**Task requirements**
All entries below are to be set down again, identical to the source.

**Entries provided**
>>>>>

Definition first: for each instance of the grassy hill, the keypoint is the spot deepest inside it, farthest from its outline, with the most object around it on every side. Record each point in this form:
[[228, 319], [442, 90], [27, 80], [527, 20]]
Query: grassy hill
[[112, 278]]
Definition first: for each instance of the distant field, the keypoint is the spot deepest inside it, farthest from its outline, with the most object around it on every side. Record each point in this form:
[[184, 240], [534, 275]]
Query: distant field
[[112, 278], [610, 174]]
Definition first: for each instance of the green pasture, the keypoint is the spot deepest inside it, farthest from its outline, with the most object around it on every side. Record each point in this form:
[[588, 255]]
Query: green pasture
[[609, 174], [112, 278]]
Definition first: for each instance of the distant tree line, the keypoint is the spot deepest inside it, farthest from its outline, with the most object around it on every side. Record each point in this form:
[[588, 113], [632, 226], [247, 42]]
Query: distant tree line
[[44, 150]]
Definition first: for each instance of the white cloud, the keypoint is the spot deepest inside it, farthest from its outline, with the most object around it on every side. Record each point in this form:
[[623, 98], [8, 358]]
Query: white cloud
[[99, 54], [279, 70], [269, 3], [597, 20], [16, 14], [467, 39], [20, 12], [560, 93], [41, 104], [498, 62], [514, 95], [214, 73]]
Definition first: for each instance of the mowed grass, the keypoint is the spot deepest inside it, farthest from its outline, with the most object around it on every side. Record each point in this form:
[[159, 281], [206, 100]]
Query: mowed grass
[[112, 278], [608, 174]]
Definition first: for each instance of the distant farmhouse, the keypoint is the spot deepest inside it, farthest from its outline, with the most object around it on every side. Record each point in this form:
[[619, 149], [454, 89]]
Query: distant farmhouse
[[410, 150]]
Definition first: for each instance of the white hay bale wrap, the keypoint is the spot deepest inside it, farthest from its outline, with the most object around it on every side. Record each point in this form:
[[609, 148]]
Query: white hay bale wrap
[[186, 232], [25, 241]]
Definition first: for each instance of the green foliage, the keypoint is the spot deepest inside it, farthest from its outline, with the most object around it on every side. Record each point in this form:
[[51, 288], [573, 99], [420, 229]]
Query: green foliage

<<<<<

**Response to the exercise**
Definition first: for each instance of the grassy hill, the keypoint is the spot deepest inside it, farthest from its outline, with the most object around it on every side. Record each point in this form:
[[228, 319], [442, 90], [27, 80], [527, 20]]
Query: grassy hill
[[112, 278]]
Definition first: for each instance of the distant field, the keypoint is the spot deepest inside it, farthest from its outline, with the most object around it on every side. Record each point in this form:
[[184, 240], [534, 275]]
Query: distant field
[[112, 278], [610, 174]]
Definition first: for each instance of the green pasture, the keypoint is the spot deepest inside it, farthest from its outline, with the most object around it on every side. Record each point in this form:
[[588, 255]]
Query: green pasture
[[609, 174], [112, 278]]
Definition first: for each instance of the distant tree line, the keypoint is the spot deepest inside it, farthest from its outline, with the most object around it on every side. Record each point in this form:
[[588, 113], [632, 226], [247, 42]]
Query: distant tree line
[[44, 150]]
Definition first: for each instance of the white cloud, the keypoint is the spot deepest inside it, farthest from its outline, with the most object around it on every side. Record each point in this form:
[[623, 98], [8, 358]]
Query: white cloud
[[99, 54], [279, 70], [269, 3], [597, 20], [16, 14], [467, 39], [20, 12], [560, 93], [41, 104], [498, 62], [514, 95], [214, 73]]
Definition first: for each instance of the mowed grass, the keypoint is the spot deepest inside it, farthest from its outline, with the most object around it on every side. Record each point in this form:
[[159, 281], [206, 100]]
Query: mowed grass
[[112, 278], [608, 174]]
Definition first: for each instance of the distant farmhouse, the keypoint is the spot deepest inside it, farthest from its outline, with the most object around it on every side. Record each point in this form:
[[619, 149], [454, 89]]
Query: distant farmhouse
[[410, 150]]
Definition first: for each instance of the white hay bale wrap, the keypoint is the spot deepest inside it, farthest from its outline, with the most object around it on every side. Record each point in this form:
[[609, 148]]
Query: white hay bale wrap
[[186, 232], [25, 241]]
Definition first: for each instance of the green foliage, the keypoint is the spot deepest inside it, farthest from its outline, with the most object around it on every side. Record each point in this form:
[[51, 288], [573, 99], [420, 229]]
Query: green foliage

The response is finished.